Stated exercise a:
Output everything from "Addendum to the" down to "as random alchemy." in the passage on alchemy game ideas below, copied word for word.

Excerpt to read:

========================================================================

Possibly, they start with a number of potions of booze, but are penalized for drinking booze; it’s intended to use for brewing with samples. They also possibly have a guidebook describing recipes (other roles can do this too, but lacking a guidebook they won’t be able to do it very well).

Starting equipment may contain:

  • Alchemy smock
  • Gloves, probably leather but maybe padded
  • Goggles, a new eye-slot tool made of plastic that protects your eyes from splashes and spits just like the visored helmet
  • Knife
  • Walking shoes
  • Wand of polymorph (questionable)
  • Tripe and vegetables to tame monsters

One take on the quest: it sees you fighting the Black Mold (a mold that constantly multiplies itself and attacks with random elemental damage, including possibly disintegration, when touched). The quest artifact is the Elixir of Immortality, but this is not possessed by the nemesis; instead you have to brew it yourself using an ingredient found on the goal level and which will be destroyed by the Black Mold if you don’t get there first. The Elixir isn’t needed; the quest is counted complete if you destroy all the Black Mold.

They can get Expert in only a few skills, including knife.

They are penalized for “animal testing”, which is polymorphing or otherwise abusing living peaceful or tame monsters. Or possibly it’s okay as long as the subject isn’t killed. However, they are rewarded for other forms of experimentation.

#2530

 · 
Brewing Patch

Addendum to the brewing patch: you can ferment/dissolve newt corpses to produce potions of gain energy, and can combine various fruits with water to produce fruit juice. Also, since booze tastes like liquid fire, fermenting a red mold corpse produces a potion of booze.

#1976

 · 
vanilla

Dipping water into oil doesn’t count as random alchemy.

Nerf the effects of diluted potions in order to disincentivize diluting them and fix alchemy abuses. Start with healing potions: a diluted healing potion of any type heals only half as much as otherwise, and either confers half as much max HP as an undiluted potion or possibly no max HP at all. When alchemizing with diluted potions, half of the amount dipped will bubble or steam off as water, wasting those potions entirely (e.g. 6 diluted healings + gain energy = 3 diluted extra healings).

Charging a potion of fruit juice turns it into a potion of see invisible. Dipping fruit juice into confusion turns it into a potion of booze.

========================================================================

Stated exercise b:
Rewrite the entries from the line containing "helmet with a point in the photo below." down to the line containing "m with a point in the photo above.", with "signal-timing desk" changed to "race control desk" and everything else left unchanged. Give only those lines.

Dataset excerpts:
========================================================================

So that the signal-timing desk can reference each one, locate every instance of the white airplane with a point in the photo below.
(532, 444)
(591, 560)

========================================================================

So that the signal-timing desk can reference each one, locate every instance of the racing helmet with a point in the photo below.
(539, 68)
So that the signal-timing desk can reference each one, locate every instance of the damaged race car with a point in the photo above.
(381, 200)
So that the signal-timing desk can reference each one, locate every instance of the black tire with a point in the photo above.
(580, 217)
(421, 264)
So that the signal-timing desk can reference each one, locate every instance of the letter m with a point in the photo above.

========================================================================

Correct output a:
Addendum to the brewing patch: you can ferment/dissolve newt corpses to produce potions of gain energy, and can combine various fruits with water to produce fruit juice. Also, since booze tastes like liquid fire, fermenting a red mold corpse produces a potion of booze.

#1976

 · 
vanilla

Dipping water into oil doesn’t count as random alchemy.

Correct output b:
So that the race control desk can reference each one, locate every instance of the racing helmet with a point in the photo below.
(539, 68)
So that the race control desk can reference each one, locate every instance of the damaged race car with a point in the photo above.
(381, 200)
So that the race control desk can reference each one, locate every instance of the black tire with a point in the photo above.
(580, 217)
(421, 264)
So that the race control desk can reference each one, locate every instance of the letter m with a point in the photo above.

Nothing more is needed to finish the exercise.